::: EXERCISE DATA

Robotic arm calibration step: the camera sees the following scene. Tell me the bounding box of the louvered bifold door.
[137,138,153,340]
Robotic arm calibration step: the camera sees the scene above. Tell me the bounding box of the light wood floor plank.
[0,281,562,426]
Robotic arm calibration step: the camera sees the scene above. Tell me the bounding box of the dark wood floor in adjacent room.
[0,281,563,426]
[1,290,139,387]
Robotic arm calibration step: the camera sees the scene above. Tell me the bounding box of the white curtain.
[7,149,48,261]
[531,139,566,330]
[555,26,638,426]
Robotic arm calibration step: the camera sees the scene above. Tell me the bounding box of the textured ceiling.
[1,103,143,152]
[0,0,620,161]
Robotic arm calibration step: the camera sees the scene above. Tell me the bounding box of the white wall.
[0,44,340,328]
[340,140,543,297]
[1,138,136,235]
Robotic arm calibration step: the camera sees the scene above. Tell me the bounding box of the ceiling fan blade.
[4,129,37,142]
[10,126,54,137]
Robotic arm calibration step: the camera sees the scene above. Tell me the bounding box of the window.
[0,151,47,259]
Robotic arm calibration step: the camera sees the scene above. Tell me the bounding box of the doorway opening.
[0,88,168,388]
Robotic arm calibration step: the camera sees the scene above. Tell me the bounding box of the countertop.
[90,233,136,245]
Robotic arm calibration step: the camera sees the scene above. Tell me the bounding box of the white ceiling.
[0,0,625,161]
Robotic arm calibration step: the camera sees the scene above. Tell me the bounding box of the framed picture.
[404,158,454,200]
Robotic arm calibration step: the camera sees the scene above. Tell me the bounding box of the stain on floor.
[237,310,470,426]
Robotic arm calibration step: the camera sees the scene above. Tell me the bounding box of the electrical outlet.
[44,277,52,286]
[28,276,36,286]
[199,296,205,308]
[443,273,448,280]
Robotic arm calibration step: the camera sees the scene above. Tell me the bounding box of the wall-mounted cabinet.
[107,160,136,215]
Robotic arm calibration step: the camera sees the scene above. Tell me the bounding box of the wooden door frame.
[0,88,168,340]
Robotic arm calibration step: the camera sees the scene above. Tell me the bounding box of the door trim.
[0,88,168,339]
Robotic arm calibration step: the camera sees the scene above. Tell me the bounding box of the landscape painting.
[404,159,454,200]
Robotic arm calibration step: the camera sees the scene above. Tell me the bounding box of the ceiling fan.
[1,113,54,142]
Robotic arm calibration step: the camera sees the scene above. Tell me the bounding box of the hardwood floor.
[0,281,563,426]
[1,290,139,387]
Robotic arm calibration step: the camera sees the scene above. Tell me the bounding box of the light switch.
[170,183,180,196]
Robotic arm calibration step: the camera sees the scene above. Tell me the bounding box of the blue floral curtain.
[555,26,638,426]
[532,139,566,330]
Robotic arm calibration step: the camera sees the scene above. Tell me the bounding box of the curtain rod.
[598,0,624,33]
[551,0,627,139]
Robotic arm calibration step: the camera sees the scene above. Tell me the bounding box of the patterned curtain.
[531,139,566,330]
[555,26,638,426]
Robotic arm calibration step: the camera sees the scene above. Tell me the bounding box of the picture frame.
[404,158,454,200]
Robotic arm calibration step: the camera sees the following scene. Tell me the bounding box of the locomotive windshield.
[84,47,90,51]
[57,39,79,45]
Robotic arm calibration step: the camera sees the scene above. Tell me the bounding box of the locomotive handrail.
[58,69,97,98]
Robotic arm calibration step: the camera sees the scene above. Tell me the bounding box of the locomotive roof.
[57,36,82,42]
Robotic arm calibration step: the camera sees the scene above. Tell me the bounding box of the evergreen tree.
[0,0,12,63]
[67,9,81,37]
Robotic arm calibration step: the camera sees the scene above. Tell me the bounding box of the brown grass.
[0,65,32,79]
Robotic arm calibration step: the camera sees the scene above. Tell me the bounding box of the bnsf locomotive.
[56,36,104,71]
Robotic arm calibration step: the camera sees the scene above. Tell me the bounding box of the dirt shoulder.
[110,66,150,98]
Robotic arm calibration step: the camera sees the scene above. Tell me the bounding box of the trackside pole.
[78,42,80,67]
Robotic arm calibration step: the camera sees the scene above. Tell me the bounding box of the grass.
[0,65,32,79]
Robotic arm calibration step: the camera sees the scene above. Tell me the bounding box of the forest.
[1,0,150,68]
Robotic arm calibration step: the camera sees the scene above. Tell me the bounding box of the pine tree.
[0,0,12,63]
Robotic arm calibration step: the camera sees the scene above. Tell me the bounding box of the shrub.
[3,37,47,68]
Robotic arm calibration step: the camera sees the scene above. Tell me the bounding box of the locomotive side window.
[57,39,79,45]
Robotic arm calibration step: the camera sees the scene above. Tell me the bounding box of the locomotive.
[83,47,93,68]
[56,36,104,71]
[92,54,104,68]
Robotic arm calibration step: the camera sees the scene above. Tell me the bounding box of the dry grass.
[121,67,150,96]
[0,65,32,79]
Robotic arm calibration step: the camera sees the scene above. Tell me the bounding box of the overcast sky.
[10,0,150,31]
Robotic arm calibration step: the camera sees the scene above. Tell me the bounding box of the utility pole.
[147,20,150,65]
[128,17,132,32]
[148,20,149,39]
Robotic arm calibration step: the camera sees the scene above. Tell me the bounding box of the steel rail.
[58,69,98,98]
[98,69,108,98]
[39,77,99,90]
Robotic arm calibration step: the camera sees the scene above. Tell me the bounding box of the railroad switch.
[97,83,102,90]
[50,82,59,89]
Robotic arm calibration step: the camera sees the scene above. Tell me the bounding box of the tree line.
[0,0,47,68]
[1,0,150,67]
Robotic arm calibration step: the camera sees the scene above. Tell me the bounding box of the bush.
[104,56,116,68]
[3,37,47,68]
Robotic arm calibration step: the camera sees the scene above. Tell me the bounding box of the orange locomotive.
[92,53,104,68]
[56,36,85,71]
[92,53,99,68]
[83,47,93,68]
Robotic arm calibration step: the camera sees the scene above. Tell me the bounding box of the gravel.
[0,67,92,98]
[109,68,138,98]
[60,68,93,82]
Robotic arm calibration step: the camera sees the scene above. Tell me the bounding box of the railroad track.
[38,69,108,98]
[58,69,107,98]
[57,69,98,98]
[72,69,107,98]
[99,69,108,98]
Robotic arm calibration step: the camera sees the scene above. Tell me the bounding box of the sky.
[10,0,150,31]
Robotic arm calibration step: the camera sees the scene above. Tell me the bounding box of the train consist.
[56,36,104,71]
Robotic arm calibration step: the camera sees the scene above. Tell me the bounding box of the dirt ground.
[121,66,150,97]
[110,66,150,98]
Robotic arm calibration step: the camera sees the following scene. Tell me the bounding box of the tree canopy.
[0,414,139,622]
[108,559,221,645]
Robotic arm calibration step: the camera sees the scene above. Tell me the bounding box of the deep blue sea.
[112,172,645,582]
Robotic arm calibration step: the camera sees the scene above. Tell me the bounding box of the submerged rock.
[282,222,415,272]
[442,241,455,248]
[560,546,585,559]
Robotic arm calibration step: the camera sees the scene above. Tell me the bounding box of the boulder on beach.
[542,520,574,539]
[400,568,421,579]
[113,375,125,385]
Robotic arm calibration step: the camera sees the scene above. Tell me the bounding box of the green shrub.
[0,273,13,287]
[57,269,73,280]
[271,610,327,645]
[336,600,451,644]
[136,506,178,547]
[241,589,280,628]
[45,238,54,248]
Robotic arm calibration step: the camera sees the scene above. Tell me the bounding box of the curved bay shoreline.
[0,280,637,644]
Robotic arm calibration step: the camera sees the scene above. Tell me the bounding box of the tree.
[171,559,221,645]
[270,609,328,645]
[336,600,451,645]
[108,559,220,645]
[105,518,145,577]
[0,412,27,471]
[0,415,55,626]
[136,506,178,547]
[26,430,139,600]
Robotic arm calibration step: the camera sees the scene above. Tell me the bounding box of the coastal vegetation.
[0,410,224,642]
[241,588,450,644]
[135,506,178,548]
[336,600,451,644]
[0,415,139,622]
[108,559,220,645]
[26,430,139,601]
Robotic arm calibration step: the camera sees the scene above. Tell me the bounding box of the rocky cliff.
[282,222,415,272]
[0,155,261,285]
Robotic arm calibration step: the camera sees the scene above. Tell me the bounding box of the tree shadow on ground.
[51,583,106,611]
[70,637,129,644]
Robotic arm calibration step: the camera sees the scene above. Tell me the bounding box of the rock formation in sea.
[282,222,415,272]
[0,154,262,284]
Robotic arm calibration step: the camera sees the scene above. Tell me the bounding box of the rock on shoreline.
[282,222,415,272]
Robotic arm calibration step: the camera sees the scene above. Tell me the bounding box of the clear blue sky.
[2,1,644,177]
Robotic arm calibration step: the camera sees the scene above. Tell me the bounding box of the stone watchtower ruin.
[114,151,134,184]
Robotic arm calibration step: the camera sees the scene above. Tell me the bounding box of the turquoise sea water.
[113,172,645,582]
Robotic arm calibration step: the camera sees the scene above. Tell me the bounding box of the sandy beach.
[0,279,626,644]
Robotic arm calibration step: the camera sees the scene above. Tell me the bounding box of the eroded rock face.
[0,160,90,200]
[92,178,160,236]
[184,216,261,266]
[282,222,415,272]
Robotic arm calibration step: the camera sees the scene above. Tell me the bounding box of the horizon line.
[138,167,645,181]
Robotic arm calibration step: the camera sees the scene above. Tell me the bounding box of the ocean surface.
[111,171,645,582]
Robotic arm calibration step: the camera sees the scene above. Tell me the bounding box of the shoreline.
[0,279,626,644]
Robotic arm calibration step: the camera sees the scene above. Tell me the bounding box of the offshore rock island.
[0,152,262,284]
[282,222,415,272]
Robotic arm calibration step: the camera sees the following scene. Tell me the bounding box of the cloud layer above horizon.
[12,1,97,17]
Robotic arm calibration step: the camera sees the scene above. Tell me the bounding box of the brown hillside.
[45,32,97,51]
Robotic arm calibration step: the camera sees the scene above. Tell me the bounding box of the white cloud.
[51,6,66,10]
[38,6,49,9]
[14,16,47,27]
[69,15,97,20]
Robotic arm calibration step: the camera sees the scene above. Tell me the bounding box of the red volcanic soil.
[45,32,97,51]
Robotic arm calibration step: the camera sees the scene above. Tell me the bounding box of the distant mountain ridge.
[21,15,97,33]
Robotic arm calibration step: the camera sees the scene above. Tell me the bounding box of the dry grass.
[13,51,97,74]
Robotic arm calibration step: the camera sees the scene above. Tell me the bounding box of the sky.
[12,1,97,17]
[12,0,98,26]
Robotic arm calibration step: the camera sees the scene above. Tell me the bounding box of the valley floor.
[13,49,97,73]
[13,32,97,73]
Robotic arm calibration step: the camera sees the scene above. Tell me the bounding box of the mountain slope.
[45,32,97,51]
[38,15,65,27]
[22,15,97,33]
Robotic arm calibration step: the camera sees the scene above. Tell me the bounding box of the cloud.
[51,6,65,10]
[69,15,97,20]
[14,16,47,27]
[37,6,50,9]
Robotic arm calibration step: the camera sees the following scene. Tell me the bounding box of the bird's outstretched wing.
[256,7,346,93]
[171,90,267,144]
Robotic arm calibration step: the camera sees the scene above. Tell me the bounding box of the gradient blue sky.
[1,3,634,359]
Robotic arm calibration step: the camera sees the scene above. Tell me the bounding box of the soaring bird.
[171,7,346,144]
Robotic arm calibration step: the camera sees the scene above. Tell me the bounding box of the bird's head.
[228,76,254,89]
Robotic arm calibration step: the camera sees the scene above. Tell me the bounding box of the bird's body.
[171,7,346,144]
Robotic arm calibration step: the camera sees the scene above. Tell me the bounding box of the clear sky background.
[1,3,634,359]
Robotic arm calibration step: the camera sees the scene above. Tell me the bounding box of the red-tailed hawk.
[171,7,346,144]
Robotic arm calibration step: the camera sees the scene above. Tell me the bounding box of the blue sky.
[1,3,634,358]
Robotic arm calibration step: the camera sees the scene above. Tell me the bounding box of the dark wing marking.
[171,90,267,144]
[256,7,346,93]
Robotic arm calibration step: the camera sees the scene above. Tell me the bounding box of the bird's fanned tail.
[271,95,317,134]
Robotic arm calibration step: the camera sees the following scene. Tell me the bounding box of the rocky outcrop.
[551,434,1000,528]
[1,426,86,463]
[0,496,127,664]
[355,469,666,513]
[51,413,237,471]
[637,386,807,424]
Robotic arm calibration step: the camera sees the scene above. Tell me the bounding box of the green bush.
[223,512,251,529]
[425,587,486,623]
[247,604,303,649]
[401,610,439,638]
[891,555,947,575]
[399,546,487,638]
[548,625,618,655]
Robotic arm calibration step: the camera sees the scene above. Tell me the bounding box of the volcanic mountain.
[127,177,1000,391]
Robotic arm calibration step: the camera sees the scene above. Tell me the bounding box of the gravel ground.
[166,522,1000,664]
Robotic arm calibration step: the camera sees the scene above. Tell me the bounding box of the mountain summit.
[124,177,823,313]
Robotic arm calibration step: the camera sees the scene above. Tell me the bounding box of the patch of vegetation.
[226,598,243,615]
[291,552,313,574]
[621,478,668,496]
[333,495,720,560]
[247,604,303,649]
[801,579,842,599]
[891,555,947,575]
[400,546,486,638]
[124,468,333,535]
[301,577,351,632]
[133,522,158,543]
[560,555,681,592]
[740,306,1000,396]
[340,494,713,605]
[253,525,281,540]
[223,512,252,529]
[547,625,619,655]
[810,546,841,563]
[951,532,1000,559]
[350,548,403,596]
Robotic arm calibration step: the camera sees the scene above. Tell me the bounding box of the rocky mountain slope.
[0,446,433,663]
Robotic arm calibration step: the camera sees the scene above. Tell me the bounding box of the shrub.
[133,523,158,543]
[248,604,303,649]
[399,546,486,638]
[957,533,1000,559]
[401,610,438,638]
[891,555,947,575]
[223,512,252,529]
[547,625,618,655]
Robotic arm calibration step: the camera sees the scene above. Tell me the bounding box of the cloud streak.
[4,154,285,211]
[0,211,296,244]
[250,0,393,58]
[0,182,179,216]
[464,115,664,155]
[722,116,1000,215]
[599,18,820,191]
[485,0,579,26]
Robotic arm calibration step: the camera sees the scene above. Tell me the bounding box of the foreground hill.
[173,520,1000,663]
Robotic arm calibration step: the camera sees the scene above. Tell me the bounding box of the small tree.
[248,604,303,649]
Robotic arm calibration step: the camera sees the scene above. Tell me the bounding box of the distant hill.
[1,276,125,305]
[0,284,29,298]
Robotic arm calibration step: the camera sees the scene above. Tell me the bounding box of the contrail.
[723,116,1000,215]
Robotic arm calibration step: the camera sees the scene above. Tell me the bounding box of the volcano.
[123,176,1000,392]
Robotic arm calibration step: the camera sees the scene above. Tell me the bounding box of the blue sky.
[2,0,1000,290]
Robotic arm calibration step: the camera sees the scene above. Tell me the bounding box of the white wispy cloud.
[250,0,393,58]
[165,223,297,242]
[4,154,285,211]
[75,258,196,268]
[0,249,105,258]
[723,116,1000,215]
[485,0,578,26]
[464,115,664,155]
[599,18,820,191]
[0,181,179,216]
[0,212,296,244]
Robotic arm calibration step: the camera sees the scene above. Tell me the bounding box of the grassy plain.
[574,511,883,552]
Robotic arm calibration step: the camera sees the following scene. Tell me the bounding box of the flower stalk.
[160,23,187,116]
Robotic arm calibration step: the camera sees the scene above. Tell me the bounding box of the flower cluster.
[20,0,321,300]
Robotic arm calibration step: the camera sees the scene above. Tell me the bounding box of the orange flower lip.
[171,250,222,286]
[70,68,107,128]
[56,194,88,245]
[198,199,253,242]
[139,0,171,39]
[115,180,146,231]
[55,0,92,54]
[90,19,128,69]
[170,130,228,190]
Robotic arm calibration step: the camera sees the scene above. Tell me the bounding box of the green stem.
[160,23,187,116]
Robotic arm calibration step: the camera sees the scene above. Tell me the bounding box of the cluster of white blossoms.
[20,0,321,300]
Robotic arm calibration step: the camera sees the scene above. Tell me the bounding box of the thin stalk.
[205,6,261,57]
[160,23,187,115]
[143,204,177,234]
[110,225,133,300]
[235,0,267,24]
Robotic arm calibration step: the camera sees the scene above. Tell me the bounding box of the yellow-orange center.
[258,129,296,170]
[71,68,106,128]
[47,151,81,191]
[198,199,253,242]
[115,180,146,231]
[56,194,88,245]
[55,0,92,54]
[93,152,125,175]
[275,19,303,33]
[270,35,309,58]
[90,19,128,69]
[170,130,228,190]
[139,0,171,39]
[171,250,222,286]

::::::

YOUR INSTRUCTIONS :: Please transcribe exactly the line containing "the thin stalk." and every line after it through the end of the records, and nothing else.

THE ANSWER ::
Robotic arm calibration step: the camera sees the scene above. Tell me the bounding box of the thin stalk.
[205,6,261,57]
[160,23,187,115]
[143,204,177,234]
[110,225,133,300]
[235,0,267,24]
Robotic arm calibration step: the camera sees the scene above. Tell me the bounding box of the yellow-orange center.
[258,129,296,170]
[71,68,106,128]
[47,151,81,191]
[198,199,253,242]
[115,180,146,231]
[56,194,88,245]
[55,0,92,54]
[93,152,125,175]
[275,19,303,33]
[270,35,309,58]
[90,19,128,69]
[170,130,228,190]
[139,0,171,39]
[171,250,222,286]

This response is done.